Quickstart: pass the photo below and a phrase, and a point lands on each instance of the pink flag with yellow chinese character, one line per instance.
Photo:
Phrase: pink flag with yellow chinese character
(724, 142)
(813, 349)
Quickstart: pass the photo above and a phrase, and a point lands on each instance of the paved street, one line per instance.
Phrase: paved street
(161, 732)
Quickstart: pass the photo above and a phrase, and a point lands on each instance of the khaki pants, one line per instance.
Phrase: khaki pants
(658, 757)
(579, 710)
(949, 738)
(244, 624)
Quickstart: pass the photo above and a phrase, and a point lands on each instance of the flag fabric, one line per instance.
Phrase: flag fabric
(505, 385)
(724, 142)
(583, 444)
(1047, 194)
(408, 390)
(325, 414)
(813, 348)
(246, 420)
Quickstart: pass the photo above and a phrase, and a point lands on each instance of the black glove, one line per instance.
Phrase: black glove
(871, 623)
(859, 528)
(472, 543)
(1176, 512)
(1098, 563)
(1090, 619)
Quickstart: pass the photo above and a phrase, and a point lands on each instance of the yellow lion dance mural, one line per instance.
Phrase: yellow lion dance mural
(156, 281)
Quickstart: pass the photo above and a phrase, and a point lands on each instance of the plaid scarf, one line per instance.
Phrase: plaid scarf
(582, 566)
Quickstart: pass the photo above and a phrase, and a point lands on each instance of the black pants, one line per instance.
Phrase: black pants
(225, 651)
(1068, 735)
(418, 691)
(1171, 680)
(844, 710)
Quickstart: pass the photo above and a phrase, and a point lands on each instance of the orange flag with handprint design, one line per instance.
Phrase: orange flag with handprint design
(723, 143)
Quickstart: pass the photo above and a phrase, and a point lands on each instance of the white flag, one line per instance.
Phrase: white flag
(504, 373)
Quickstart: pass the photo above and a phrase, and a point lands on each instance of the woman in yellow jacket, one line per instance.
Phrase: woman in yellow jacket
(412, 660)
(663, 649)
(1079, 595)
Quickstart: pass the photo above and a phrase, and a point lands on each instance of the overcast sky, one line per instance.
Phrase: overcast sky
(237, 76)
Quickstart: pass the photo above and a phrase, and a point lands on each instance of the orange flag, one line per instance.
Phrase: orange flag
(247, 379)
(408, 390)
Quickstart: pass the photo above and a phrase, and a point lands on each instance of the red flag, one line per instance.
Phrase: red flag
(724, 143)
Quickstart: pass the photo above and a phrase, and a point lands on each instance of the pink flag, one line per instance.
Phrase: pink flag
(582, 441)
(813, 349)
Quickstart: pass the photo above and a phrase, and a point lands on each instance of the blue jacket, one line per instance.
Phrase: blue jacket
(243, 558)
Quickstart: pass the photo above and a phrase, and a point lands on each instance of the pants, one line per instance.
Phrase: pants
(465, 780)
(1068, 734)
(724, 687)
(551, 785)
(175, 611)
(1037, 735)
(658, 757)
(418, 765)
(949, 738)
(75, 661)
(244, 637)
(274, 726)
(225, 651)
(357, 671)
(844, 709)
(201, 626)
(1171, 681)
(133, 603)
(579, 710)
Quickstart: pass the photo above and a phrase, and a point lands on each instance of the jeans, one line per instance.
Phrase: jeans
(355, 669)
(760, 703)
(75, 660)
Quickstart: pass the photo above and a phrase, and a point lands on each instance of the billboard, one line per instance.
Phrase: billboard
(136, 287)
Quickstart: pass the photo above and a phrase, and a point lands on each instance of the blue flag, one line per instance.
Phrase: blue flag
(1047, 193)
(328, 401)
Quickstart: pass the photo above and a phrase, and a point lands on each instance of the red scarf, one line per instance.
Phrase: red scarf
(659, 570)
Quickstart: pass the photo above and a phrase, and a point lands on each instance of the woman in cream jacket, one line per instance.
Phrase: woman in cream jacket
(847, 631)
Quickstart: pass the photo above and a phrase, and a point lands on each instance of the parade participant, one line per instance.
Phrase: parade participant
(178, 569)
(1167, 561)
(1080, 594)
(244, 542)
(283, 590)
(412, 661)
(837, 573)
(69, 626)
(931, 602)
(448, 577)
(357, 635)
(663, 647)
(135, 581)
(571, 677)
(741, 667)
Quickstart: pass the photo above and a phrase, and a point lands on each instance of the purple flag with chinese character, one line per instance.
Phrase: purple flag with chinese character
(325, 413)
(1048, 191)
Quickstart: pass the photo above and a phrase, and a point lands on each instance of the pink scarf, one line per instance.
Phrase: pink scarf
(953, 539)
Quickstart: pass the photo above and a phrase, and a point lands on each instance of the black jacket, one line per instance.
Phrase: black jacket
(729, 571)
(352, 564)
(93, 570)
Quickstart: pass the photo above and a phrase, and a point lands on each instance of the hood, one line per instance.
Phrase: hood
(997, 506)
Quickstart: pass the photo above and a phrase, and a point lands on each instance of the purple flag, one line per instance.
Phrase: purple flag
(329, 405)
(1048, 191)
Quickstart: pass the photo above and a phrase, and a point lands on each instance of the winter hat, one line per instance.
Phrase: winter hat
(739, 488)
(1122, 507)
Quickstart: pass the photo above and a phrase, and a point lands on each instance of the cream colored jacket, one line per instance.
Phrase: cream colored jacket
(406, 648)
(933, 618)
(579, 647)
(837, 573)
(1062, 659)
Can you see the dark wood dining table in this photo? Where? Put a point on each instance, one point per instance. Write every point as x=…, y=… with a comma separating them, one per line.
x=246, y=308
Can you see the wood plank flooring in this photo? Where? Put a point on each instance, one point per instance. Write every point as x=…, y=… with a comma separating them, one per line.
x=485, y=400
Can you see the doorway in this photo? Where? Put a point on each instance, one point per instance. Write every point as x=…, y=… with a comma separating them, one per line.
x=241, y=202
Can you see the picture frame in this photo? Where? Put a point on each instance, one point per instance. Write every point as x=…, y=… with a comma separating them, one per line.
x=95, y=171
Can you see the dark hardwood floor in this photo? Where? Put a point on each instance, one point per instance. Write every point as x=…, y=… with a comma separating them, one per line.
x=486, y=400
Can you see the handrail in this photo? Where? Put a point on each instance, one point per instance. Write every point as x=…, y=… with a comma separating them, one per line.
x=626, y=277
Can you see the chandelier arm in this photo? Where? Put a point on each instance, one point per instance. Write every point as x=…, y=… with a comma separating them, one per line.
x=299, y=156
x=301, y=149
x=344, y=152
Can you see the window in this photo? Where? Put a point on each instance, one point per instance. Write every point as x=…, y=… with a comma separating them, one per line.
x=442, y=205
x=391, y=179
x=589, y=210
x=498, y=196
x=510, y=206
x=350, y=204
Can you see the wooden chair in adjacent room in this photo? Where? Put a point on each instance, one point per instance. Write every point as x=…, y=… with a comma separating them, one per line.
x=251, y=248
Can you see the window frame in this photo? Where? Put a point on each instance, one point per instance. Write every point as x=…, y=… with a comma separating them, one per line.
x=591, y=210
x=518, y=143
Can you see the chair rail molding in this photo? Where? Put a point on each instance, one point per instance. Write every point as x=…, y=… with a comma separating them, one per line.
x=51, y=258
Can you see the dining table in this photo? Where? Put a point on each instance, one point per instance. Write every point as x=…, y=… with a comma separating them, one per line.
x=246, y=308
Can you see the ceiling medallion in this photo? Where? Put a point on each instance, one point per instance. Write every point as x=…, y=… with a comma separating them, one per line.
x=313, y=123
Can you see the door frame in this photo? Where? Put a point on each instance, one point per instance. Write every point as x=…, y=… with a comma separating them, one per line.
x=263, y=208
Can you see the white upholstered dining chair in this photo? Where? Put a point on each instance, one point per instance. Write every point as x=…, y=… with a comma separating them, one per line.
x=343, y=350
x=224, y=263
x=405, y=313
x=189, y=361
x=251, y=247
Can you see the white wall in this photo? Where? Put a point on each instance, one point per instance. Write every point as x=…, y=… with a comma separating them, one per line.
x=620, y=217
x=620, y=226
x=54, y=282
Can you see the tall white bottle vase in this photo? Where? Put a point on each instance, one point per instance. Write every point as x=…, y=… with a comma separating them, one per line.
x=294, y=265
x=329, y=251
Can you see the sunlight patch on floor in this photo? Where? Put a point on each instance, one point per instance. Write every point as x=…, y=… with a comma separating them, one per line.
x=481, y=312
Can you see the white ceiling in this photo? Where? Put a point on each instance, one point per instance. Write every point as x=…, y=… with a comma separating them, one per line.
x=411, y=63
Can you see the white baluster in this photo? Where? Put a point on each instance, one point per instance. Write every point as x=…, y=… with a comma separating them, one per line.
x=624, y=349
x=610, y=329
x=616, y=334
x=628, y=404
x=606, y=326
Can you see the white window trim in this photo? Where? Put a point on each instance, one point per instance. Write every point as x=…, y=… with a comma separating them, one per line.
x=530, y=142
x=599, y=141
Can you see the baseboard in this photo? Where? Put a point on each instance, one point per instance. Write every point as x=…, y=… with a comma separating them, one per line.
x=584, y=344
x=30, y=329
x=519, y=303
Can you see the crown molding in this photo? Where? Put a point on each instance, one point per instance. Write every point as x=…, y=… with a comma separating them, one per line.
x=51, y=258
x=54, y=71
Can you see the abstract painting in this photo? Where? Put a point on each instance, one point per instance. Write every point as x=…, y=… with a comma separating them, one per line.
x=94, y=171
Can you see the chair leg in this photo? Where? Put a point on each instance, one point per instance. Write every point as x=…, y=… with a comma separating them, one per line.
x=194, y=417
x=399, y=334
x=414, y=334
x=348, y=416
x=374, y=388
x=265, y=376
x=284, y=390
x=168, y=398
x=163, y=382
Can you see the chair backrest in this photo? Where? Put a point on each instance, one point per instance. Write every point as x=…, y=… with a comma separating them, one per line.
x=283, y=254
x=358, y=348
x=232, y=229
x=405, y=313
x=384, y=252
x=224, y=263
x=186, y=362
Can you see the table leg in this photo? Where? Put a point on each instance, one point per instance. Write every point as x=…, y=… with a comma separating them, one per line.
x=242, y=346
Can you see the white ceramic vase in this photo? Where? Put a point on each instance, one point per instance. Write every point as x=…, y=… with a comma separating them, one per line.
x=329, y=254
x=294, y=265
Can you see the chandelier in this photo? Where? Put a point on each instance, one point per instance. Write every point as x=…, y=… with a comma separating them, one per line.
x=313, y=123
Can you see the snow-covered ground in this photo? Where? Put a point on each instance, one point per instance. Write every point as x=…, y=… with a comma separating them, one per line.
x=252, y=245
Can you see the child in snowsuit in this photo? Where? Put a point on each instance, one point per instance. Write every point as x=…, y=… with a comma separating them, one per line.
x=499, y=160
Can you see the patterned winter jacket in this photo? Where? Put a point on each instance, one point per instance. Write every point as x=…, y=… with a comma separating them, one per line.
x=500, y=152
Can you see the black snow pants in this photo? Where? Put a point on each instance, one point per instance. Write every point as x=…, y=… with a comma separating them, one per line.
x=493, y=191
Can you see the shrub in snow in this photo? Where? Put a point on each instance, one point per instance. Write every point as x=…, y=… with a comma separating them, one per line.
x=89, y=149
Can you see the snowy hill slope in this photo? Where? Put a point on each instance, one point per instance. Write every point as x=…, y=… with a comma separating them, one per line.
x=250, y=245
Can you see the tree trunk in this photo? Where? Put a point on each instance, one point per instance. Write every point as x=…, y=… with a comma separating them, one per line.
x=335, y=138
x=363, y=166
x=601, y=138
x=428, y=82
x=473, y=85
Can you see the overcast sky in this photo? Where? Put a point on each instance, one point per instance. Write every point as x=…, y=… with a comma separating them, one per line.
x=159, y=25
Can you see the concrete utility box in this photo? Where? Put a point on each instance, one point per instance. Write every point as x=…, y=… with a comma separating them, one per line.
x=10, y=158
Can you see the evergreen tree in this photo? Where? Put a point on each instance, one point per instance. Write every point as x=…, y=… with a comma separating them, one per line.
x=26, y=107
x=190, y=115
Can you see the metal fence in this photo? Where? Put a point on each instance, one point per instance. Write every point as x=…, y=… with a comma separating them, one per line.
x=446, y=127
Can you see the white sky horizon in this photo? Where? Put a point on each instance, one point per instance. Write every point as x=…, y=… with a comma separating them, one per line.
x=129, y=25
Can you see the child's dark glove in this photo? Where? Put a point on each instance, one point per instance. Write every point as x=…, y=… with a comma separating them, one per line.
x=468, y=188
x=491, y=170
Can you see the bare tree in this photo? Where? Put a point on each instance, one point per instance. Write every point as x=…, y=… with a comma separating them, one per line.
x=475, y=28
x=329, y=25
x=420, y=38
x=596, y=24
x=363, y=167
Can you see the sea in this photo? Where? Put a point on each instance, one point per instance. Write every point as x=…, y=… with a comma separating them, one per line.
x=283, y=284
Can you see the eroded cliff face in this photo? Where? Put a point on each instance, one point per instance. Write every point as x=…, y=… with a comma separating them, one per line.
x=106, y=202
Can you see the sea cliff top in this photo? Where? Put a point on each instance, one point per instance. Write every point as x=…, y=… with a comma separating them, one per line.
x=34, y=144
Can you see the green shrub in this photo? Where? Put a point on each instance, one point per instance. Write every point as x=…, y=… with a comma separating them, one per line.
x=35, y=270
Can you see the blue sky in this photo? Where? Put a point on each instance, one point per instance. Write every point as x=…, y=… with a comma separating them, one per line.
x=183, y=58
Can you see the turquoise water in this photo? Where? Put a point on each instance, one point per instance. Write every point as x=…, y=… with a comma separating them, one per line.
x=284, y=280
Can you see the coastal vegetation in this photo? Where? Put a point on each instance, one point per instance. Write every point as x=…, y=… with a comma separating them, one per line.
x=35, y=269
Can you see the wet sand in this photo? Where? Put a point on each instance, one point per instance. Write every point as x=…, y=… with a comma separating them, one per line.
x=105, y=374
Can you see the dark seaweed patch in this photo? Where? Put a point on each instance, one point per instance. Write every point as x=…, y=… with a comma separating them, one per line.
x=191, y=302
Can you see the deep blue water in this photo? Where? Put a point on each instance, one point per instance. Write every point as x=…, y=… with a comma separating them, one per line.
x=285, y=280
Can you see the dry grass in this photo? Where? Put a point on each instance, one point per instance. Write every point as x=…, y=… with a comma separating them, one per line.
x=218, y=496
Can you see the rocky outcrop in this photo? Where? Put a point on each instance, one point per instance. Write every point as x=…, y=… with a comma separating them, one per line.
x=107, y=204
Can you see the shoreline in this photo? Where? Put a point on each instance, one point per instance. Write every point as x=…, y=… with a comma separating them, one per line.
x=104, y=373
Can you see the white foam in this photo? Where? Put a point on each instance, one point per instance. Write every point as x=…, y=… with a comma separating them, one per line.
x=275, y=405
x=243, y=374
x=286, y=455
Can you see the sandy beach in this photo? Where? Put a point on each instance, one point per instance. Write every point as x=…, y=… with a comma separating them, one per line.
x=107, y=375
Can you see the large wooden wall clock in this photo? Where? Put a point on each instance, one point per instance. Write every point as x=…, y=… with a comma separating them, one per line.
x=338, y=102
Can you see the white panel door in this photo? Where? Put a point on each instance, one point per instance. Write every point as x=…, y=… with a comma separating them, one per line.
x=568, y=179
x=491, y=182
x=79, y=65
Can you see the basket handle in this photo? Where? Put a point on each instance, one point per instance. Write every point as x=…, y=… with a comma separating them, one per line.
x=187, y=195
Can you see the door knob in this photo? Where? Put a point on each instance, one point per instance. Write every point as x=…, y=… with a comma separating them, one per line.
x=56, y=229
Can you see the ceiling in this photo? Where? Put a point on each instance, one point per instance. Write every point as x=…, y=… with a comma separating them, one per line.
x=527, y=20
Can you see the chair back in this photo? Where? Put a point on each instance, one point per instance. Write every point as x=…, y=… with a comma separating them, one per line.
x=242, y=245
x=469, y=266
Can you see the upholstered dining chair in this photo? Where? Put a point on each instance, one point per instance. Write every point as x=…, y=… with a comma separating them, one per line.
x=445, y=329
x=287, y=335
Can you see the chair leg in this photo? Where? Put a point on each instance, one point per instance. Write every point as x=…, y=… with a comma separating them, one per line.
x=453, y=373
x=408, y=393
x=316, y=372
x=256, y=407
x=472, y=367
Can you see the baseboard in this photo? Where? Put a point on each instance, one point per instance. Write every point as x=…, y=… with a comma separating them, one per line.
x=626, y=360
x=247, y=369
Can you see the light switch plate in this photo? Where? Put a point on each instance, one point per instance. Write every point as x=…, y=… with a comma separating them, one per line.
----
**PROBLEM STATEMENT**
Restate word for word the lines above, beginning at the first one and ending at the line that carries "glove, one line per instance.".

**EXPECTED OUTPUT**
Quickstart: pass the photo below and a phrase, and a point lands on each instance of the pink flag with yellow chinese character, one line per instance.
Photo:
Phrase: pink flag with yellow chinese character
(724, 142)
(813, 349)
Quickstart: pass the photo above and a phrase, and a point lands on each instance of the paved street, one line per instance.
Phrase: paved street
(161, 732)
Quickstart: pass the photo above and a phrase, and a point lands on each instance of the khaki pants, one line per instance.
Phrase: khaki pants
(658, 757)
(579, 710)
(949, 738)
(244, 624)
Quickstart: pass the photo above and a phrase, and a point lands on each instance of the flag fabric, one line per instance.
Phrase: flag fabric
(505, 385)
(724, 142)
(583, 444)
(1047, 194)
(408, 390)
(325, 414)
(813, 348)
(246, 420)
Quickstart: pass the photo above and a phrase, and a point lands on each instance of the black glove, one line per instance.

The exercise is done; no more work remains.